# Kaynak
Ama ciddi olalım!.. Film tüm bu bilmem kaçıncı film tekrarlarına ve karanlık entrikasına karşın, türün meraklılarına az şey vermiyor. İyi çekilmiş, iyi oynanmış. Kasaba, otel, okul atmosferleri iyi verilmiş. Korku sahnelerinin gerilimi de iyi -her ne kadar kimilerinde katilin kim olduğu biraz belirsiz kalıyorsa da!.. Belki final da kişisel bir yoruma ve tartışmaya açık.

Yine de dediğim gibi, gerilim ve dövüş sahneleri gayet inandırıcı. Oyuncularda elbette yıllar sonra yeniden Jamie Lee Curtis'i bulmak hoş oldu. 64 yaşındaki oyuncu, maşallah sapasağlam duruyor. Ben gençlerden Allyson'da Andi Matichak, Corey'de Rohan Campbell ve bir diğer 'dönüş yapan' oyuncu olarak eski sevgilide Will Patton'u da keyifle izledim.

Atilla Dorsay kimdir?

# İstenenler
1. Aşağıdaki üç ifadenin film eleştirisiyle uyuşup uyuşmadığını evet ya da hayır ile belirtin ve her birinde kararı veren sözleri eleştiriden aynen alıntılayın: (a) Korku sahnelerinin geriliminin iyi olduğu söyleniyor. (b) Jamie Lee Curtis'in 64 yaşında olduğu belirtiliyor. (c) Finalin tartışmaya yer bırakmayacak kadar açık olduğu söyleniyor.
2. Film eleştirisinde oyuncu olarak adı geçen herkesi sıralayın.

# Kayıt kümesi

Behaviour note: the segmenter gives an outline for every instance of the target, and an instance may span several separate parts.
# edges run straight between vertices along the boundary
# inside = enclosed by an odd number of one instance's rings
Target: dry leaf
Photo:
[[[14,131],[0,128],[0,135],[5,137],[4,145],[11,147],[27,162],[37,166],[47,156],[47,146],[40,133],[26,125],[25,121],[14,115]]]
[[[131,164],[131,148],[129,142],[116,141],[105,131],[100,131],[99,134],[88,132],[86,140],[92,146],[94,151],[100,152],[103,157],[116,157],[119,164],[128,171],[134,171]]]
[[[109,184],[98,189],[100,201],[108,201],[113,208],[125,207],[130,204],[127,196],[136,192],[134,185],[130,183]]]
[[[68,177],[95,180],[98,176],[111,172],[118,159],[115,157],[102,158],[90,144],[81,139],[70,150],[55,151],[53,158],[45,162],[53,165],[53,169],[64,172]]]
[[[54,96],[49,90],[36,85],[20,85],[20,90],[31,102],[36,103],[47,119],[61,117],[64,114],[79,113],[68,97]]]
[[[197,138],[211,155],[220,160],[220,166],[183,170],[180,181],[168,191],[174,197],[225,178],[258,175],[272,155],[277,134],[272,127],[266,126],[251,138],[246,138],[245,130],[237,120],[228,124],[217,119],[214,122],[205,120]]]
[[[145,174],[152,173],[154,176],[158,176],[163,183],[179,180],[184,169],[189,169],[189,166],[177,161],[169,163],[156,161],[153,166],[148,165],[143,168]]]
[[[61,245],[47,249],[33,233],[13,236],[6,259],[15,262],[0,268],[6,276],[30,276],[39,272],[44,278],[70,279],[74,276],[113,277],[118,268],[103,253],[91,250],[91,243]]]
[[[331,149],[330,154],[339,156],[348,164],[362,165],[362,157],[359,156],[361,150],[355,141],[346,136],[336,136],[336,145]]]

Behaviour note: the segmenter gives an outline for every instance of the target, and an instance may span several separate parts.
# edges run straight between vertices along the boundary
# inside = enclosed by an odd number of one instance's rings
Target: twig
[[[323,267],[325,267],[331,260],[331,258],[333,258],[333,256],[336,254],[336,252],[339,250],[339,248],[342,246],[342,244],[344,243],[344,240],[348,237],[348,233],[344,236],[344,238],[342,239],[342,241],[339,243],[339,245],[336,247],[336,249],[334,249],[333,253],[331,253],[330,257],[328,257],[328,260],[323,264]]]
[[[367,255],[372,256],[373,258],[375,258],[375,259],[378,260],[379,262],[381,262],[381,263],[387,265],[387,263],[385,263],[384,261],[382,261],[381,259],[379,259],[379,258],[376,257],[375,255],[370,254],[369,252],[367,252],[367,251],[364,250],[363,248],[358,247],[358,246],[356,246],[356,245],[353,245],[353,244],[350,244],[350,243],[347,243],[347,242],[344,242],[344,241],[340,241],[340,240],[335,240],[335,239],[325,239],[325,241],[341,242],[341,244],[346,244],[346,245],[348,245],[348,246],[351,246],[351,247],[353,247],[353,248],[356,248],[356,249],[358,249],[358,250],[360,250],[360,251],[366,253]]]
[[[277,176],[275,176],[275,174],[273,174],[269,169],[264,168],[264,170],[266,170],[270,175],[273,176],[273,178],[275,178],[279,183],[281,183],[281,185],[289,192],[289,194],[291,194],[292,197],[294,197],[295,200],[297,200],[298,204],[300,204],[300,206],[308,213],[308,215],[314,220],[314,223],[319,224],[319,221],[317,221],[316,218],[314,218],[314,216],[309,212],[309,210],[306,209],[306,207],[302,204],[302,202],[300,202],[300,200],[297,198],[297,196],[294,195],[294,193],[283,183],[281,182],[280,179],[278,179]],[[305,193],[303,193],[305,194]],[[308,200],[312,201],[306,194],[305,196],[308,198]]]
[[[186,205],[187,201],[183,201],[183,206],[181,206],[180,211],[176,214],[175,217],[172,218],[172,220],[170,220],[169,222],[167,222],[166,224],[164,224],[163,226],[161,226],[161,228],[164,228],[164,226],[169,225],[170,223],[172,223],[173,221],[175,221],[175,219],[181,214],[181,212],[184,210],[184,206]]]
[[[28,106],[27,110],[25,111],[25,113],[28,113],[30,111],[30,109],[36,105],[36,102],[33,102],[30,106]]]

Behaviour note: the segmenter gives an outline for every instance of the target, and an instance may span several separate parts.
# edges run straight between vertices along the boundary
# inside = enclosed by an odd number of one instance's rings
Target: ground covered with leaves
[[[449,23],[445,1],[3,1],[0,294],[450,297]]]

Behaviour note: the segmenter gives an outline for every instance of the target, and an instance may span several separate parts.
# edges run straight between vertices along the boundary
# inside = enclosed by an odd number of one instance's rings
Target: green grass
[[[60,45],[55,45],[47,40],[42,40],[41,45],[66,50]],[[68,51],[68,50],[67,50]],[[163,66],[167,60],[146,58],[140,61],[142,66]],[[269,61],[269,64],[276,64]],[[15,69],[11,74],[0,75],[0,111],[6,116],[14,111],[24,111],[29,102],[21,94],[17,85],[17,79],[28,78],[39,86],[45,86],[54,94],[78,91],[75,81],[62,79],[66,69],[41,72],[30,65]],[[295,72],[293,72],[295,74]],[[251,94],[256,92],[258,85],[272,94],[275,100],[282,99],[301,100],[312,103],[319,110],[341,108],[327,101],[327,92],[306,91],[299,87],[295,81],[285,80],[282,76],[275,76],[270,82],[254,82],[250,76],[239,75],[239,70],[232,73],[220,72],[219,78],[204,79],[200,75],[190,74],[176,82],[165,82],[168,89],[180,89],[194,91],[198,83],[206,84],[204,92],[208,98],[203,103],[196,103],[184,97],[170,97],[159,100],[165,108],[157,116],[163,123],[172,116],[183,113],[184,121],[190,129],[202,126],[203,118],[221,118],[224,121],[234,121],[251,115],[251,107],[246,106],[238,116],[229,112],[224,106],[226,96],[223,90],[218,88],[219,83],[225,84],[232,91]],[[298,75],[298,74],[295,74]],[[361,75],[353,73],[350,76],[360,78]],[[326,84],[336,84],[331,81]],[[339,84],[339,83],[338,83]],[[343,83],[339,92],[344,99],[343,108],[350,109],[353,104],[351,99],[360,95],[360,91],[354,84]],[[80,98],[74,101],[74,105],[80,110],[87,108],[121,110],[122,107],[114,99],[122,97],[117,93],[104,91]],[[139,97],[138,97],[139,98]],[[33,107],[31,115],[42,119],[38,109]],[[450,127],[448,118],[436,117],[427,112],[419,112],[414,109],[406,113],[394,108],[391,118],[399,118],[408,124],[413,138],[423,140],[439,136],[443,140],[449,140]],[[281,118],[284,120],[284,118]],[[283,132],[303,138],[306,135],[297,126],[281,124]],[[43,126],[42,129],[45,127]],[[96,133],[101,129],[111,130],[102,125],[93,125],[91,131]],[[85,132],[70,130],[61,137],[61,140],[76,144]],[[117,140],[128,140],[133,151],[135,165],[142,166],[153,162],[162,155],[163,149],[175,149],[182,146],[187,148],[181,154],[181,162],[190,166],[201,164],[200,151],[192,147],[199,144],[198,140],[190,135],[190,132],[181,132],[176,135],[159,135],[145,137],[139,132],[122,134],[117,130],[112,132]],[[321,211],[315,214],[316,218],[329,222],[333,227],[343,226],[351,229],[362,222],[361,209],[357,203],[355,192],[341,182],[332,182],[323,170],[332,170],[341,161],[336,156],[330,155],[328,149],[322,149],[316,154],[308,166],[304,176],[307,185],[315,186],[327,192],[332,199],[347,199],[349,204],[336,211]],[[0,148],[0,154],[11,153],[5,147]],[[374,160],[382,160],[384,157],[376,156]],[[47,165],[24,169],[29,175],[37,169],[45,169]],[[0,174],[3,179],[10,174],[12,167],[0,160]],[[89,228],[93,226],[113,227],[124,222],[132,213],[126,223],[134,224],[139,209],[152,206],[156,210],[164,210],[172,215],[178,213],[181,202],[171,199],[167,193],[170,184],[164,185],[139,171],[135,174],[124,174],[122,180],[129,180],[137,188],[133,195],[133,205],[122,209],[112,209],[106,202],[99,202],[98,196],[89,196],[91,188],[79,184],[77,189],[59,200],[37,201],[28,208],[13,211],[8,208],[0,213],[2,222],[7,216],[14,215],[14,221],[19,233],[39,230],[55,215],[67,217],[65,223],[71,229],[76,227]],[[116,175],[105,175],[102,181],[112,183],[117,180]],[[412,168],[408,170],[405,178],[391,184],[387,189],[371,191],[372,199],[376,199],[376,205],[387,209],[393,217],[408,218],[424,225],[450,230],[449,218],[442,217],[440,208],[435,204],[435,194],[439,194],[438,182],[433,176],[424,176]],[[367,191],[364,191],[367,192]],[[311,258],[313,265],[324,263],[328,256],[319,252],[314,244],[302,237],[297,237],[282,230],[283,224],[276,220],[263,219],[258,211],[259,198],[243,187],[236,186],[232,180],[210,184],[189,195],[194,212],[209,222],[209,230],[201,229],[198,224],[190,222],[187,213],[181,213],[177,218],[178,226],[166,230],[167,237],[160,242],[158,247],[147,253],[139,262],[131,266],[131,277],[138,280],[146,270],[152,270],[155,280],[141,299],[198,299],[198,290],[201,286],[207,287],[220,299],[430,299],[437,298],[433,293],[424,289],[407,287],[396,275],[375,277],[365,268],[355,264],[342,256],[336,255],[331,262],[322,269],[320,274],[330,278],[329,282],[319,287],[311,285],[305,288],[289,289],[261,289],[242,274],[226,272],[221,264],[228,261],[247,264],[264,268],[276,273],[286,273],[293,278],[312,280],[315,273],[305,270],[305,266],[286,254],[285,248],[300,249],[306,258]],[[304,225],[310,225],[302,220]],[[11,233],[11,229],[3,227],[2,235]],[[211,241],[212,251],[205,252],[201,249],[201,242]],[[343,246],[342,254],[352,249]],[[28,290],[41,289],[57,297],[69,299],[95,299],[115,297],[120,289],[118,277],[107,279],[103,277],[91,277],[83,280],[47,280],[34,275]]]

# Beklenen sonuçlar
1.
(a) Evet: "Korku sahnelerinin gerilimi de iyi"
(b) Evet: "64 yaşındaki oyuncu, maşallah sapasağlam duruyor."
(c) Hayır: "Belki final da kişisel bir yoruma ve tartışmaya açık."

2. Jamie Lee Curtis, Andi Matichak, Rohan Campbell, Will Patton